◆ Work instruction A ◆
Copy word for word the part of the essay on where stories happen that starts with "Stories that call" and goes on through "Greece or Egypt.".
◆ Work instruction B ◆
In the essay on where stories happen, which streaming services are named as sources of the tide of storytelling?

++++ Exercise passage

Bang bang, you’re dead, Nowheresville, America

Stories that call us home


It borders on a pandemic all of its own. My colleague Melissa will throw a piece of creative writing aside and declare it, “Yet more ‘Bang bang, you’re dead, Nowheresville, America’,” as we face a constant tide of student work that insists that it is only elsewhere that narratives take place. Stories, you see, don’t happen here. Sometimes they happen in the UK, in France or – in more exotic attempts – perhaps Greece or Egypt.

Mostly, however, they happen in New York, land of take-away coffee, board rooms on the 13th floor, baseball and semi-automatics. There is a simple and inescapable reason for all of this, of course: we cook from the same palette we eat with. If we cannot imagine stories on the island that we call home, it is because we do not really see them as happening here. The tide of storytelling in our population that arises from streaming services like Netflix and Disney+ (whose Australian productions often serve only to more sharply demonstrate how US-centric their content is overall) creates a disconnect between what we know to be true (that our lives and the lives of others around us are complex, beautiful, filled with meaning, and inherently fall in our own minds into the patterns of story) and what we choose to believe: that really stories happen somewhere else – and as a result, belong to someone else.

++++++++
++++ Data under study

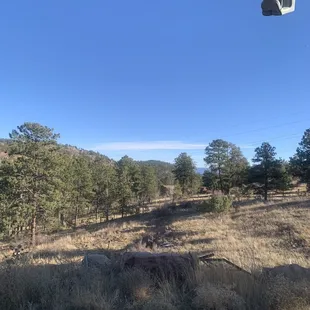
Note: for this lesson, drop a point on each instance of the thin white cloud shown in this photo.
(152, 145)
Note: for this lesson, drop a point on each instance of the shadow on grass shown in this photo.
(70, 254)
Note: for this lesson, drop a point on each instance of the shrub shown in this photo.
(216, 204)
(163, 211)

++++++++
++++ Data under study

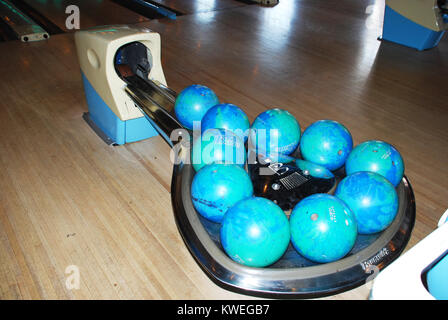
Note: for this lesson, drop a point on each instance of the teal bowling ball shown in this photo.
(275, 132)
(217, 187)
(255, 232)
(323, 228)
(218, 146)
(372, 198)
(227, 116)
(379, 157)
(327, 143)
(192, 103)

++++++++

◆ Exercise answer A ◆
Stories that call us home


It borders on a pandemic all of its own. My colleague Melissa will throw a piece of creative writing aside and declare it, “Yet more ‘Bang bang, you’re dead, Nowheresville, America’,” as we face a constant tide of student work that insists that it is only elsewhere that narratives take place. Stories, you see, don’t happen here. Sometimes they happen in the UK, in France or – in more exotic attempts – perhaps Greece or Egypt.

◆ Exercise answer B ◆
Netflix and Disney+